§ Data for processing:

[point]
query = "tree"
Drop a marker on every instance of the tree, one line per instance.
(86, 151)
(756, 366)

§ Given instruction:
Could you copy out every line of the material above without changing anything?

§ Output below:
[point]
query = "tree"
Drop a marker on every instance of the tree, one line per instance.
(86, 151)
(756, 366)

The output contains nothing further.